Exercise tasks:
1) Repeat, word for word, the part of the passage on happiness that opens with the words containing "You can also" and closes with "since the earthquake.".
2) For each statement below, state yes or no according to the passage on happiness, and quote the text's deciding words: (a) Most people the writer knows live in a state of consistent happiness. (b) Texting "HAITI" to 90999 makes a $10 donation to the Red Cross's relief efforts. (c) The donation made by texting "YELE" to 501501 is $5.

Passage to read:
Even for people like me, who don't know real suffering in any material sense -- I have a job, I'm healthy, my family is healthy, we live comfortably, etc. -- happiness is sort of an ephemeral thing. Most people I know spend much of their time stressed out, worrying about the husband who is out of work or dealing with divorce or heartbreak or trying to keep the house from going into foreclosure or grieving for sick or dying loved ones. We do things that are fun, have experiences that are pleasurable, but don't live in a state of consistent happiness. We wouldn't characterize our lives as unhappy, but not necessarily as happy, either. We get by. We endure. We might have moments of joy along the way. And that's about the best we can hope for.


As for the Haitian earthquake victims, help them out, to the extent you can. Click here for a list (with links) of reputable organizations assisting with relief efforts, or text "HAITI" to 90999 on your cell phone to make an immediate donation of $10 to the Red Cross's relief efforts (the $10 will show up on your cell phone bill). It probably won't make anyone truly happy, but it just might relieve some of the unhappiness.


  1. Anonymous12:29 PM

    You can also text "YELE" to 501501 which is Wyclef Jean's organization. The donation there is $5. He is a native Haitian & has been tweeting updates since the earthquake.

Collected data:
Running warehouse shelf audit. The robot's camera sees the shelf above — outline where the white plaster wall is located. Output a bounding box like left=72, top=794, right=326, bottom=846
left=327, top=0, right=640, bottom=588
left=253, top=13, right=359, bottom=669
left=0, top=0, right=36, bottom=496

The answers:
1)
You can also text "YELE" to 501501 which is Wyclef Jean's organization. The donation there is $5. He is a native Haitian & has been tweeting updates since the earthquake.

2)
(a) No: "don't live in a state of consistent happiness"
(b) Yes: "text "HAITI" to 90999 on your cell phone to make an immediate donation of $10 to the Red Cross's relief efforts"
(c) Yes: "The donation there is $5."